▶ [THE PROBLEM]:
Please show every line below that contains the word "pair". Case counts.
— START DATA EXCERPTS —
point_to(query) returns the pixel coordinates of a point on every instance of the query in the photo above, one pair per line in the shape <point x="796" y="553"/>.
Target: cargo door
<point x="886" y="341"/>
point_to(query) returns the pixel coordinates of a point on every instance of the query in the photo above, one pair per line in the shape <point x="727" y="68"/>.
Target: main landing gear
— END DATA EXCERPTS —
— START DATA EXCERPTS —
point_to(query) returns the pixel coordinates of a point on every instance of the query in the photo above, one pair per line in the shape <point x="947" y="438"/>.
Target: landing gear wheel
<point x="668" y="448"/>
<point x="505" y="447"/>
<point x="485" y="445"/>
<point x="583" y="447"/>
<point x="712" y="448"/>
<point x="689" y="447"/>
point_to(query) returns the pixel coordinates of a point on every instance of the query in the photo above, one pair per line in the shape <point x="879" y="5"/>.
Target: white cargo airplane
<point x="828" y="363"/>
— END DATA EXCERPTS —
— START DATA EXCERPTS —
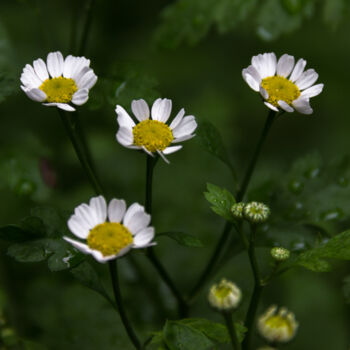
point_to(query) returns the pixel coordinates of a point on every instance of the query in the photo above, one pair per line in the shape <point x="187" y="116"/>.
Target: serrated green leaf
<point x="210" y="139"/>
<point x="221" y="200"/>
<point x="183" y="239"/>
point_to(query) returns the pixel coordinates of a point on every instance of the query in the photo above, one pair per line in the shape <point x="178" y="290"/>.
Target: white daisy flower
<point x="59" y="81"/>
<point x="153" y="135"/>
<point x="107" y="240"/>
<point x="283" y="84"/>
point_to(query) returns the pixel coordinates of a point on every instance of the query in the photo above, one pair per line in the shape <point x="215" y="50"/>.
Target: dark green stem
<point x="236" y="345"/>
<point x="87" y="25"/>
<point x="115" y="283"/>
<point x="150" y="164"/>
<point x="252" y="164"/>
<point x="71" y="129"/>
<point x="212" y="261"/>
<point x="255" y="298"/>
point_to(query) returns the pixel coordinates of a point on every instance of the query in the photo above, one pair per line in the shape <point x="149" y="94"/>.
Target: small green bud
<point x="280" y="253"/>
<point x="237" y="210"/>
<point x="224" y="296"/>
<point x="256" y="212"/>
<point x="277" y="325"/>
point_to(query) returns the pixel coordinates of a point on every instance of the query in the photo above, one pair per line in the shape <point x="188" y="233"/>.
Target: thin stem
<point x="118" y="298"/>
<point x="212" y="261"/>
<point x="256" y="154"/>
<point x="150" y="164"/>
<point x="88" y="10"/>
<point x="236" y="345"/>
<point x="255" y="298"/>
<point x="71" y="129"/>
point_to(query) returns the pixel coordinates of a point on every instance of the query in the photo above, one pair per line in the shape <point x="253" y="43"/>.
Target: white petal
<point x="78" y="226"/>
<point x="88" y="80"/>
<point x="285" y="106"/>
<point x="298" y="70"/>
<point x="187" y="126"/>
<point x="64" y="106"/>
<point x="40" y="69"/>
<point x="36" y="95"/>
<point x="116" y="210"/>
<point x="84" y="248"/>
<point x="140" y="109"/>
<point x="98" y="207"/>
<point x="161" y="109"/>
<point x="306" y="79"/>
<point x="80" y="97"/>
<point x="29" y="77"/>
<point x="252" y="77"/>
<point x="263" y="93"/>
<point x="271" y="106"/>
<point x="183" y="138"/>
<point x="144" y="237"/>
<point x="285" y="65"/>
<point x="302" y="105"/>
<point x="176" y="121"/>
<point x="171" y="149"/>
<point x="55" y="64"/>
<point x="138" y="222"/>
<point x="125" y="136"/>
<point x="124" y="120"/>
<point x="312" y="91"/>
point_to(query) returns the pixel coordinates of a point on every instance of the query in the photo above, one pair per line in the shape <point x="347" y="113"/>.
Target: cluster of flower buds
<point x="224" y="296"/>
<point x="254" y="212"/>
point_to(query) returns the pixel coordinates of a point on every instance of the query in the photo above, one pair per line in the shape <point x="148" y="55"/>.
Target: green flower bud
— END DATA EXCERPTS —
▶ [EXERCISE ANSWER]:
point_to(query) returns the pixel coordinates of a point on every instance of the query in the photo above, one pair per line in the shape <point x="796" y="553"/>.
point_to(query) returns the pixel coordinates of a point on every instance of the query in the photo above, one pair per line in the shape <point x="727" y="68"/>.
point_to(query) returns the pixel coordinates of a point on every instance of the query in the photo above, one pair per line in the shape <point x="947" y="438"/>.
point_to(query) returns the pixel coordinates of a point on every instance of the query in the photo above, one pair per line in the shape <point x="879" y="5"/>.
point_to(query) returns the pixel coordinates of a point on every instance of the query in the photo above, one pair per line in the shape <point x="187" y="116"/>.
point_to(query) returns the pixel coordinates of a point on every instance of the query in the photo above, one pair per line in the shape <point x="178" y="290"/>.
point_to(query) returns the pixel coordinates of a point on every instance of the query in the photo above, one pair per line in the shape <point x="215" y="50"/>.
point_to(query) returns the pixel coordinates of a point on every instance of the query in the photo above, one pair per line in the shape <point x="149" y="94"/>.
point_to(query) returns the pixel coordinates of a point on every instance of the query in the photo above, one pair per line in the shape <point x="188" y="233"/>.
point_to(query) returns the pixel coordinates of a point on every instance of the query in the photo above, one pair per line in the shape <point x="253" y="43"/>.
point_to(query) returns the pixel coordinates of a point on every instance of the query in the photo above, one pair per line in the shape <point x="347" y="113"/>.
point_to(query) returns the pixel coordinates of a point on every instance of the query in the photo above, one pair per line in the shape <point x="148" y="55"/>.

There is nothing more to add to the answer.